======== DOCUMENT SECTION ========

Certainly agree with that! 
Interestingly enough the ICH theme is probably the most repeated post on boards, and the same things keep emerging about quarantine,"Yes I quarantined the fish!" Quarantining in MHO is an utter waste of time without treatment, assume the fish is infected,infested,diseased whatever, far better to lose a couple of fish in the QT than have to live with the creeping crud of Ich.


----------



## mmurad07 (Nov 26, 2008)

I tried Quarantine before, the fish got better in a quarantine tank with some copper, and they became healthy as they were before, after staying there for about 2 months i put them back in the main tank and they got ICH AGAIN, I don't know probably they got stressed from the move, or the Parasite was just waiting for them.

======== RECORD EXTRACTS ========

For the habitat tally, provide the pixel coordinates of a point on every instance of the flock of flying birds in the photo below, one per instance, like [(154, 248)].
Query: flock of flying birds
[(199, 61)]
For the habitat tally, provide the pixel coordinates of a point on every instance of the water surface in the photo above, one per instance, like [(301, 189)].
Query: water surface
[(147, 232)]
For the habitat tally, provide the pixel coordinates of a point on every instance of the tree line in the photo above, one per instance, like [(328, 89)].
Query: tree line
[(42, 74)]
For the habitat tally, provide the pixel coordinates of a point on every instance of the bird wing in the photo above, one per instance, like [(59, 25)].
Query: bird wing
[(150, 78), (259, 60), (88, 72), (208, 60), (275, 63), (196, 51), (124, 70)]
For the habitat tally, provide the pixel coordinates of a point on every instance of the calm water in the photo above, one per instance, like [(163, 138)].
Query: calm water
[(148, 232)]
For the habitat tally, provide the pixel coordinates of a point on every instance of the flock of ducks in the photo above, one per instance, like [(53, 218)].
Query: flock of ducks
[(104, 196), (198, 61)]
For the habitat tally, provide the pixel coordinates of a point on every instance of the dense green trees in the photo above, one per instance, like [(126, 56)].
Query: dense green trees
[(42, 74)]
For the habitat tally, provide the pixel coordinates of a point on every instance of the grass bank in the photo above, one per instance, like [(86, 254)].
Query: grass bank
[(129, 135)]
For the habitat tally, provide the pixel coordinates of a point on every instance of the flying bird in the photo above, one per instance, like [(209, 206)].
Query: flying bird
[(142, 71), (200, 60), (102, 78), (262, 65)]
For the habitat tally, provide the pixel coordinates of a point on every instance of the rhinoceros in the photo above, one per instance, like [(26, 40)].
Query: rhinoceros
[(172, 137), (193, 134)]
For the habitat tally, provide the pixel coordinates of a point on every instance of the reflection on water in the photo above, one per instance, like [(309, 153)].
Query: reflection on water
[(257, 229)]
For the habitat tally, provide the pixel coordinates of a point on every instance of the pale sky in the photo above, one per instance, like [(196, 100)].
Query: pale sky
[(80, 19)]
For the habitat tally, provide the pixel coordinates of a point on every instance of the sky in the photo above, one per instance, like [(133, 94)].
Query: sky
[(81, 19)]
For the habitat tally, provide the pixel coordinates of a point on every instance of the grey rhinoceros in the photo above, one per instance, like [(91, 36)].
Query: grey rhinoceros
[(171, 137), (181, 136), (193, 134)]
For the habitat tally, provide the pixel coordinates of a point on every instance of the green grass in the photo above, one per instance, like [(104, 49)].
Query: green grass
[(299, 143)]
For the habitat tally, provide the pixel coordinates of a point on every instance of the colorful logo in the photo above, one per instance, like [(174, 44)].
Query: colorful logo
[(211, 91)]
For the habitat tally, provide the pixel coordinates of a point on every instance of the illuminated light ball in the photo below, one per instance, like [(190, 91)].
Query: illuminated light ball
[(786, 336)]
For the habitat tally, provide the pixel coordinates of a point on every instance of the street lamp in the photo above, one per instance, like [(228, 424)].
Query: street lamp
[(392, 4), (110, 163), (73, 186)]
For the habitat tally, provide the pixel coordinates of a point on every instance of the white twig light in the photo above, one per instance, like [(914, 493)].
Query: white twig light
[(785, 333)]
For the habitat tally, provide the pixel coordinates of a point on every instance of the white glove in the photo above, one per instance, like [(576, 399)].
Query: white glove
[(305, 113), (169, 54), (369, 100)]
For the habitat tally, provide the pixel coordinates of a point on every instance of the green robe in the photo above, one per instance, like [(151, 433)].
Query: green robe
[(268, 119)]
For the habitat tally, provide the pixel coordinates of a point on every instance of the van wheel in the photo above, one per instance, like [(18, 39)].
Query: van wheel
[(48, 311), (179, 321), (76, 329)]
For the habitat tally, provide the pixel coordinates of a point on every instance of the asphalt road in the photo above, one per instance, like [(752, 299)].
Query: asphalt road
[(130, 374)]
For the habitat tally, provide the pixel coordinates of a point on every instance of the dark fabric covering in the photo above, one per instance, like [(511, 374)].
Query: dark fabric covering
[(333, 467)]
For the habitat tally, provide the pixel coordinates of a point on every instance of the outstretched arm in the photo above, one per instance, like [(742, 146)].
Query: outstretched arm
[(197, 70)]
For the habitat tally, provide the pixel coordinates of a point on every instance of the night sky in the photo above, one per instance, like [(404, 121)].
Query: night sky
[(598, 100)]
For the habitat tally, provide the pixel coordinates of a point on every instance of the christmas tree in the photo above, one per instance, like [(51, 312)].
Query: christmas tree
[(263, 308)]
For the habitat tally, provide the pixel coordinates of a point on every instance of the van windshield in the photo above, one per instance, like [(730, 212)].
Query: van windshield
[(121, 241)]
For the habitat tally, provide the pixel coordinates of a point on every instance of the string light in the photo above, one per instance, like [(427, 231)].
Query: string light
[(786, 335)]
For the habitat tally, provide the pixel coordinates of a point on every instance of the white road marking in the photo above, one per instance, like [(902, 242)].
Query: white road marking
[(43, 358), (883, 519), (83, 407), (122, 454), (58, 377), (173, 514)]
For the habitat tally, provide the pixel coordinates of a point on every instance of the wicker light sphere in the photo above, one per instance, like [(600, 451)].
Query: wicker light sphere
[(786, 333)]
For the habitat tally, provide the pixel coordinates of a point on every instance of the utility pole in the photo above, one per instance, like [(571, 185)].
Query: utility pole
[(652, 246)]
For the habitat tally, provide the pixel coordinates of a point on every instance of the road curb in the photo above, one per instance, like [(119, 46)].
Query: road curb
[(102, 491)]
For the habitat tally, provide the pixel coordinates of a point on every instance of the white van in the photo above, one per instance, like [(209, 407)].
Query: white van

========

▶ _DIRECTIONS_
• A. Summarize the forum thread on ich and quarantine in two sentences.
• B. According to the forum thread on ich and quarantine, how long did mmurad07's fish stay in the quarantine tank?
• C. Transcribe the forum thread on ich and quarantine between "## mmurad07 (Nov" and "waiting for them.", inclusive.

▶ _OUTPUTS BY TASK_
• A. The first poster agrees with an earlier point, calls ich probably the most repeated topic on the boards, and argues that quarantine without treatment is a waste of time, since losing a couple of fish in quarantine is better than living with ich. The user mmurad07 reports that fish recovered in a quarantine tank with copper but got ich again after being returned to the main tank about two months later.

• B. About two months.

• C.
## mmurad07 (Nov 26, 2008)

I tried Quarantine before, the fish got better in a quarantine tank with some copper, and they became healthy as they were before, after staying there for about 2 months i put them back in the main tank and they got ICH AGAIN, I don't know probably they got stressed from the move, or the Parasite was just waiting for them.